Running on sugar: the facts

Sugar has a bad rep, but use it wisely and you could get the running results you crave.

Running on sugar: the facts

Long run elixir

Essential food for runners, carbohydrates are stored in the liver and muscles as glycogen. When you run for longer than 90-minutes your glycogen stores become depleted and your muscles hold less energy. If you don't top up your energy stores quickly, you will be at serious risk of hitting the wall. And if this occurs on race day, your PB dreams will fall by the wayside and you might find you have to drop out.

This is where sugar comes to the rescue. During a race, your body needs quick release energy to stay fuelled, so topping up your energy stores with a sugar fix is the key to going the distance.

Race day fuel

Gels, bars and drinks are a fast way to restore the energy in your system and provide a much needed boost. If you time it right, a quick hit should keep you going throughout your race. Eating a sugary substance every 45-60 minutes is recommended, but like anything within the world of running, what fuel you take and when will be individual to you.

• Records shown:
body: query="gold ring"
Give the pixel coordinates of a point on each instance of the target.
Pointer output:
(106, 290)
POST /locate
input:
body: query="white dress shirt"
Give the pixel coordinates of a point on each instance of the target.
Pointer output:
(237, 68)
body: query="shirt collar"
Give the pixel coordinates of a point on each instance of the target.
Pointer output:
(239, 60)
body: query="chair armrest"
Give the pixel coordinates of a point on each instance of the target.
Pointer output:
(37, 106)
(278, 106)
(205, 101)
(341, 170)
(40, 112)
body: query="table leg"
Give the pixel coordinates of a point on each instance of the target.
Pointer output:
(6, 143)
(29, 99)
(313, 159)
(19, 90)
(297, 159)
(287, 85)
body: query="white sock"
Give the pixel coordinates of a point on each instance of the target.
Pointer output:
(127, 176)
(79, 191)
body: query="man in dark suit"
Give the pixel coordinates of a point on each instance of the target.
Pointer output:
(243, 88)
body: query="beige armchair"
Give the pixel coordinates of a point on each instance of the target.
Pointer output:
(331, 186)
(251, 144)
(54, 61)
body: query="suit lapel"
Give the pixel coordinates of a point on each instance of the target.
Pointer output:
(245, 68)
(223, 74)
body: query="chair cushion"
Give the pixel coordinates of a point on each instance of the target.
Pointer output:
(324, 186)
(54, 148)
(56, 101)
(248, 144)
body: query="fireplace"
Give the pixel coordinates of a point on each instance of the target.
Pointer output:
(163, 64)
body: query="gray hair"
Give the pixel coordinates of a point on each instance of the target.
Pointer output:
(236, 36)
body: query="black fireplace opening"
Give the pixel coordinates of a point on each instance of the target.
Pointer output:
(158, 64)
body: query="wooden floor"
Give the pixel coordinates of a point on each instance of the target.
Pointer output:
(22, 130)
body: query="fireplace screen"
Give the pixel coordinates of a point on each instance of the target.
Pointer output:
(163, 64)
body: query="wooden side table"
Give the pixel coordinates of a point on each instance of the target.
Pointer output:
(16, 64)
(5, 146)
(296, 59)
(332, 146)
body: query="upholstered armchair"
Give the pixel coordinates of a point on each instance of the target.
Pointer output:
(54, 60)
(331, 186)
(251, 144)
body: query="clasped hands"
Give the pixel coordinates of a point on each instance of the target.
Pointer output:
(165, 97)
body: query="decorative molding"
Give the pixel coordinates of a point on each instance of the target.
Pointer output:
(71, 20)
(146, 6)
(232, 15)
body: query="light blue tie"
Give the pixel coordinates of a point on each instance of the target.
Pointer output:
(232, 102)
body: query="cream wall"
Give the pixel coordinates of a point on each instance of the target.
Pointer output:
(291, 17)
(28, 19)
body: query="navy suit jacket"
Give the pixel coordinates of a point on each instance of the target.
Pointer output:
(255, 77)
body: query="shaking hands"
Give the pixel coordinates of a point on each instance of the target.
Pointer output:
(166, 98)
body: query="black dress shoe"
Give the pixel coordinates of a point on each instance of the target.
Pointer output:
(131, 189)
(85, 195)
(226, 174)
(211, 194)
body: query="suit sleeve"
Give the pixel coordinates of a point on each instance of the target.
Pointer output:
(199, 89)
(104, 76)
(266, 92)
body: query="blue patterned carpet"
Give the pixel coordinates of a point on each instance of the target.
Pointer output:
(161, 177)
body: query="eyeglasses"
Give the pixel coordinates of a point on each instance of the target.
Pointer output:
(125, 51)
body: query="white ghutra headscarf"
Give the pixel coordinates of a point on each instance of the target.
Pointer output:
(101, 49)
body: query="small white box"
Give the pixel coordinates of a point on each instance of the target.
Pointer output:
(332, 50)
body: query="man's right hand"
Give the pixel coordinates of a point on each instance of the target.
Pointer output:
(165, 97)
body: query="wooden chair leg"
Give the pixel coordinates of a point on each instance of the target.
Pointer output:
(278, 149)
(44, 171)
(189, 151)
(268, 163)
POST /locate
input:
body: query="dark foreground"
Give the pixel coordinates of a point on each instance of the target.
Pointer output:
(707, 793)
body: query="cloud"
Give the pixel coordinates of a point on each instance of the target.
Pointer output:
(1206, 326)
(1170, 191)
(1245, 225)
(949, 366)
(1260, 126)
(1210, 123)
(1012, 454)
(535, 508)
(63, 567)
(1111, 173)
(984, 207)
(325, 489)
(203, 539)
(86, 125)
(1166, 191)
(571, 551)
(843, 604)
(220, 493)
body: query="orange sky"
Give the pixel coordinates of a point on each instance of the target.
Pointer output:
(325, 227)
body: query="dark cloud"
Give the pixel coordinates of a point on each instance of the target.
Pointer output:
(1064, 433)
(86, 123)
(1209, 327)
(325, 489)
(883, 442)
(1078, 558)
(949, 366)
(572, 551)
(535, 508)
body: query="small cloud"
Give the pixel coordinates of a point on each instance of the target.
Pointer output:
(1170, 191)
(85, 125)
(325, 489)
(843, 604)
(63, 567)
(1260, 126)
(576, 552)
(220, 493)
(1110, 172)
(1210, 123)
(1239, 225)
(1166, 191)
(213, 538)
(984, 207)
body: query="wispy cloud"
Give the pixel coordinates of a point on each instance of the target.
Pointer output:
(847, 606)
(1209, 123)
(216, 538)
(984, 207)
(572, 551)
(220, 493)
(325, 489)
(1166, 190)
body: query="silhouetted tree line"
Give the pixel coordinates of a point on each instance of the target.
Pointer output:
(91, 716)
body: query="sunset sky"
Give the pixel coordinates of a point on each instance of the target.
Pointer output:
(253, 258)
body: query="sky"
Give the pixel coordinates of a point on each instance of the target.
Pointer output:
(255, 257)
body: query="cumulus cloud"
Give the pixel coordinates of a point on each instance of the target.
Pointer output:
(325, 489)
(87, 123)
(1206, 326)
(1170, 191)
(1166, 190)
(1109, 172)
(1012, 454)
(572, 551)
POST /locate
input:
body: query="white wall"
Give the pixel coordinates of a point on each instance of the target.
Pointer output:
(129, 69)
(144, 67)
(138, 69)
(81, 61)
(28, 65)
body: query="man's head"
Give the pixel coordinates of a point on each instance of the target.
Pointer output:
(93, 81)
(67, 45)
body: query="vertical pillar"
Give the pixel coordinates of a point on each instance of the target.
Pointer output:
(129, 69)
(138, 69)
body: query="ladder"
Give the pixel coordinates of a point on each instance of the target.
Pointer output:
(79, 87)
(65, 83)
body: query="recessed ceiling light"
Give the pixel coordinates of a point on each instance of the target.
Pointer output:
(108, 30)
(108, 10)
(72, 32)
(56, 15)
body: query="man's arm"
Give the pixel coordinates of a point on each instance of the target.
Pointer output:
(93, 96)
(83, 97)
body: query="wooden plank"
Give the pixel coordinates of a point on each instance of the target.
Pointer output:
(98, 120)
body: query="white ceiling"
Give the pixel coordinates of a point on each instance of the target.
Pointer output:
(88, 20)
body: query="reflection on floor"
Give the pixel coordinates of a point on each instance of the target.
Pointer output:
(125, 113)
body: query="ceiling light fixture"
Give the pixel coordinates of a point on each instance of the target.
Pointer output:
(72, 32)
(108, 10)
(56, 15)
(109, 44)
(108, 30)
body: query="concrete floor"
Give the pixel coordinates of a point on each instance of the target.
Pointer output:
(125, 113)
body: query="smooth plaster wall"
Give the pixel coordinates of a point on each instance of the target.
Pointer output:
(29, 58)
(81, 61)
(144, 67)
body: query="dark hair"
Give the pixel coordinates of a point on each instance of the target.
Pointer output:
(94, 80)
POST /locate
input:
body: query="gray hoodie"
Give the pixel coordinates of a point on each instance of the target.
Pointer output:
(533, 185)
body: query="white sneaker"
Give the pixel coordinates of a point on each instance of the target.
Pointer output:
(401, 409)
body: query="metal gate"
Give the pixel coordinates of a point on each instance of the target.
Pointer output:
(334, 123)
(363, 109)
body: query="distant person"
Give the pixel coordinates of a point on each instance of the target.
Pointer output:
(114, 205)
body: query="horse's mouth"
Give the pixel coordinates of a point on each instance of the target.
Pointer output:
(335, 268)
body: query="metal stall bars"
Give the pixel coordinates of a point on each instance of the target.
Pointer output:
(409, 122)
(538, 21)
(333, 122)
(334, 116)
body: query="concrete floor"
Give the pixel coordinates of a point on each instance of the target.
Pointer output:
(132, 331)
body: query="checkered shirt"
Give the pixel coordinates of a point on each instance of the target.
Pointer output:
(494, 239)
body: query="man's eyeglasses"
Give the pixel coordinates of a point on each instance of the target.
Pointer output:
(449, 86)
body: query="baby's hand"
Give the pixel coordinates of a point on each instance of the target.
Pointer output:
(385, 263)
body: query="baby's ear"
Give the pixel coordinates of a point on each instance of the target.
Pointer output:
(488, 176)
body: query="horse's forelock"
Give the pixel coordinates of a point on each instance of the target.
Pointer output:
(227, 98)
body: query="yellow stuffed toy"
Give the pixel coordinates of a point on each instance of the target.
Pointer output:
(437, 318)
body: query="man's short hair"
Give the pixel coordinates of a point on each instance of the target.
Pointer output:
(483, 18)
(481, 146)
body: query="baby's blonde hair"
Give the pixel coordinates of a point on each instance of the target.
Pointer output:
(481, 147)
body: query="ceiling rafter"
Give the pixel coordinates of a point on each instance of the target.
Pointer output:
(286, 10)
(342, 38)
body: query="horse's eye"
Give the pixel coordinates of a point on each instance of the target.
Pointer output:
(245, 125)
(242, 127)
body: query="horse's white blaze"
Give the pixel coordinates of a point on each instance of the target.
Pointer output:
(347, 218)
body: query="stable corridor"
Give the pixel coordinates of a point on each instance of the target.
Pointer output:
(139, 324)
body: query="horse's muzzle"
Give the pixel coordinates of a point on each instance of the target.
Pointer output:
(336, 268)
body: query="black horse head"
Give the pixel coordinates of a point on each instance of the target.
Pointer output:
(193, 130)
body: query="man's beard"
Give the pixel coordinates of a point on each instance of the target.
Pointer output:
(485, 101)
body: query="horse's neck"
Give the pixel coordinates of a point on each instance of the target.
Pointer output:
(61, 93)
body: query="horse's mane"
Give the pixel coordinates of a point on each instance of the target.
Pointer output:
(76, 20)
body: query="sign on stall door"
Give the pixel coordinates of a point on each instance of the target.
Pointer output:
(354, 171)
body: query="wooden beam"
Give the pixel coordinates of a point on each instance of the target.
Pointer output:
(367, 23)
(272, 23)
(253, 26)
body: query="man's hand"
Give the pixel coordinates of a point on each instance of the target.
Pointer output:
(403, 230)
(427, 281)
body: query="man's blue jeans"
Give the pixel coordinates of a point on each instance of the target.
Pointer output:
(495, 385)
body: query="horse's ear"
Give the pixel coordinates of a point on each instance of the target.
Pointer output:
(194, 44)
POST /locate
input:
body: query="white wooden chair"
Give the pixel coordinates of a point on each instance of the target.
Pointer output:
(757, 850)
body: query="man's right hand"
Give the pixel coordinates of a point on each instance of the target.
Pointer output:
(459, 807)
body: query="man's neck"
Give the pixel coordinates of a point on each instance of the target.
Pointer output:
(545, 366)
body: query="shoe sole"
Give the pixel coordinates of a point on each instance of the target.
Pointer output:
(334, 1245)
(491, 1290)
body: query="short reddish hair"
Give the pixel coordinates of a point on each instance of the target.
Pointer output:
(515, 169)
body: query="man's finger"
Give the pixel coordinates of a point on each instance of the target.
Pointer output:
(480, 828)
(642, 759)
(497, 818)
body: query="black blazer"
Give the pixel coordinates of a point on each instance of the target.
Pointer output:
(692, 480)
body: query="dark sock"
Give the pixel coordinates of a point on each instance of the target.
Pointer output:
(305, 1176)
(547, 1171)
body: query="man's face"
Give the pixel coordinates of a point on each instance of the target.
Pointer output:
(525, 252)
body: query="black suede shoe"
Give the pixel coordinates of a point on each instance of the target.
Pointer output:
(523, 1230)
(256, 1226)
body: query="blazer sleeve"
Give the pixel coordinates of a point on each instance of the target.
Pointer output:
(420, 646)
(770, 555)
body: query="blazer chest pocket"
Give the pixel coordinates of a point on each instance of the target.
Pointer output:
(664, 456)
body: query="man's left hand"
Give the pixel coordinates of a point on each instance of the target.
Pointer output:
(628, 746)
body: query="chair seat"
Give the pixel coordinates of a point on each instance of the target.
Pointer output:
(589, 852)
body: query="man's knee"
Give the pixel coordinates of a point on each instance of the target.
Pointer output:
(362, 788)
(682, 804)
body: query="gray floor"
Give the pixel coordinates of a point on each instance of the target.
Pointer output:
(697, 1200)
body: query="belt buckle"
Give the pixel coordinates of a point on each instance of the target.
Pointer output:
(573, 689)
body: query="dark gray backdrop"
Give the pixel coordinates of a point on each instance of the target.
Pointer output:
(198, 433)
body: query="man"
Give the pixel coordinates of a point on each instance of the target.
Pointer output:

• Your goal:
Translate this sentence from the article on sugar for runners into Spanish: "Gels, bars and drinks are a fast way to restore the energy in your system and provide a much needed boost."

• Response box:
Los geles, las barritas y las bebidas son una forma rápida de restablecer la energía de su organismo y proporcionar un impulso muy necesario.